** Records for the exercise **
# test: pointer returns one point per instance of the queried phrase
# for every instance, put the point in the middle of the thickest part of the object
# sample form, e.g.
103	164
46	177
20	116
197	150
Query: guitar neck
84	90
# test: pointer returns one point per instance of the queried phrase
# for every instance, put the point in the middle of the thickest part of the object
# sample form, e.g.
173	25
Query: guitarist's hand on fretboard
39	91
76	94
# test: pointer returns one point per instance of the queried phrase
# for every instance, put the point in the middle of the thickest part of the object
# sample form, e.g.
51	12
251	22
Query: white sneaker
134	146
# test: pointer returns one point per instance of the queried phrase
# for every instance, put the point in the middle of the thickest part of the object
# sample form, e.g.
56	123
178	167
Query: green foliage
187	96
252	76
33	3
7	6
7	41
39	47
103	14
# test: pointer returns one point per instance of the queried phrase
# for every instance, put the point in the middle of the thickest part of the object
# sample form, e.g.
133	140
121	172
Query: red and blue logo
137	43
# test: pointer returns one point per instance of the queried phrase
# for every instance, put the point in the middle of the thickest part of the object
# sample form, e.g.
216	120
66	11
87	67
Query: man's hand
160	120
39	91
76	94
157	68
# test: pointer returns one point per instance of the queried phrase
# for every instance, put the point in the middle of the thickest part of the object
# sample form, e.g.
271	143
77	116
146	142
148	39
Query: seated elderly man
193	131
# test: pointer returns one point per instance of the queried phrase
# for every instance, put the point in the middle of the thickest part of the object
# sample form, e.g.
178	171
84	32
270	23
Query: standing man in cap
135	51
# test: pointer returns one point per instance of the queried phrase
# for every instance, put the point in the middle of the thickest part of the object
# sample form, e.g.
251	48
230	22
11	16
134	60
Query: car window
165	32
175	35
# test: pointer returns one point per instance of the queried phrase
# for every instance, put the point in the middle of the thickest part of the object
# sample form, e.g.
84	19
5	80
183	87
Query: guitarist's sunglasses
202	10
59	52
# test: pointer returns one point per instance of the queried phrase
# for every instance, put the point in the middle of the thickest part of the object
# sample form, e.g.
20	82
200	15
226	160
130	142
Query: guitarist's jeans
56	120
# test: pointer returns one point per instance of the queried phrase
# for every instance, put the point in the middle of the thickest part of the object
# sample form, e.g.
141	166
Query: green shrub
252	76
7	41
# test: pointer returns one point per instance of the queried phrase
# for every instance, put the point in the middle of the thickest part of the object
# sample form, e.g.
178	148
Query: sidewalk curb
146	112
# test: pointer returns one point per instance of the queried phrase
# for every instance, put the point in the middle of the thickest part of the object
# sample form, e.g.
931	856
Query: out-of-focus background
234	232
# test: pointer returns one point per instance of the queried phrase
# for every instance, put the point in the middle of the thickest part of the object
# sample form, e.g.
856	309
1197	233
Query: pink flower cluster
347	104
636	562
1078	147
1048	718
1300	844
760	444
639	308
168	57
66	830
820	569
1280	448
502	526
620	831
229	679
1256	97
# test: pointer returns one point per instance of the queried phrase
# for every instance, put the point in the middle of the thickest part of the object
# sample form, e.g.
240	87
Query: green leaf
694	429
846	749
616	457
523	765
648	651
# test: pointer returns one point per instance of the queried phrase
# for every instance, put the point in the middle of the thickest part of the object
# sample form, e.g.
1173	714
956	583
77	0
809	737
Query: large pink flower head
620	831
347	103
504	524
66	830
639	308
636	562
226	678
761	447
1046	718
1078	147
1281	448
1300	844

** Task prompt **
Repeat the whole listing above, word for word.

** Reply to the exercise **
# test: pointer returns one point per instance of the queried phrase
# for every instance, put the point in the middle of the thickest part of the object
# sample form, e.g.
103	164
46	177
20	116
197	150
Query: guitar neck
84	90
# test: pointer returns one point per instance of the queried phrase
# for every instance, put the point in the middle of the thickest part of the object
# sample form, e.g.
173	25
Query: guitarist's hand on fretboard
39	91
76	94
# test: pointer returns one point per instance of the queried phrase
# for every instance, put the point in the middle of the thickest part of the object
# sample form, e.g.
51	12
251	22
Query: white sneaker
134	146
# test: pointer returns one point per instance of the queried phrase
# for every instance, put the point in the middle of the thickest part of the object
# sample form, e.g.
56	123
178	167
Query: green foliage
187	96
252	76
33	3
7	6
7	41
39	47
103	14
# test: pointer returns one point per instance of the queried phrase
# for every instance, put the point in the middle of the thickest part of the object
# sample form, e.g.
133	140
121	172
Query: red and blue logo
137	43
# test: pointer returns one point per instance of the queried phrase
# for every instance, put the point in the middle of the thickest part of the object
# sample form, e.g.
216	120
66	11
87	67
Query: man's hand
160	120
39	91
76	94
157	68
# test: pointer returns one point per instance of the queried phrase
# for every instance, put the point in the middle of the thickest part of the object
# sample form, e.g.
271	143
77	116
146	142
148	39
Query: seated elderly man
193	131
# test: pointer returns one point per instance of the queried phrase
# for every instance, put the point in the middle of the thickest part of the object
# sample form, e.g.
178	171
84	32
270	23
Query: standing man in cap
135	51
# test: pointer returns one point per instance of the queried phrase
# for every instance, put the point in the middle of the thickest part of the object
# sample form, e.g.
251	48
230	22
11	16
134	60
Query: car window
165	32
175	35
# test: pointer returns one point per instance of the queried phrase
# for every instance, put the point in the middle of the thickest part of the object
# sample form, e.g.
84	19
5	80
183	87
Query: guitarist's sunglasses
202	10
59	52
# test: pointer returns one point per instance of the queried phrase
# for every instance, put the point in the middle of the thickest part of the object
# sample form, e.g.
20	82
200	15
226	160
130	142
Query: guitarist's jeans
56	120
# test: pointer returns one point per instance of the queried phrase
# for every instance, put the point in the middle of the thickest part of the object
# sample form, e.g.
141	166
Query: green shrub
252	76
7	41
# test: pointer returns one point per instance of the queried phrase
# for every instance, put the point in the middle of the thickest part of the object
# sample form, e.g.
178	148
Query: sidewalk curb
146	112
# test: pointer returns one point per instance of the queried phrase
# for every instance, put the point in the middle of the thickest part of the object
# sample form, e.g.
931	856
Query: out-of-focus background
234	232
# test: pointer returns one point per instance of the queried phrase
# for every instance, put the point in the middle of the thickest part of the object
# sample form, e.g.
856	309
1197	233
Query: pink flower cluster
347	104
636	562
1078	147
1048	718
1300	844
760	444
639	308
168	57
66	830
820	569
1280	448
502	526
620	831
229	679
1256	97
# test: pointer returns one point per instance of the queried phrase
# for every instance, put the point in the middle of the thickest part of the object
# sample form, e.g.
240	87
Query: green leaf
694	429
846	749
616	457
523	765
648	651
# test: pointer returns one point per instance of the queried phrase
# for every instance, put the point in the middle of the thickest part of the object
# sample form, e.g.
1173	714
956	583
77	0
809	737
Query: large pink flower head
620	831
347	103
504	524
66	830
639	308
636	562
226	678
761	447
1046	718
1078	147
1281	448
1300	844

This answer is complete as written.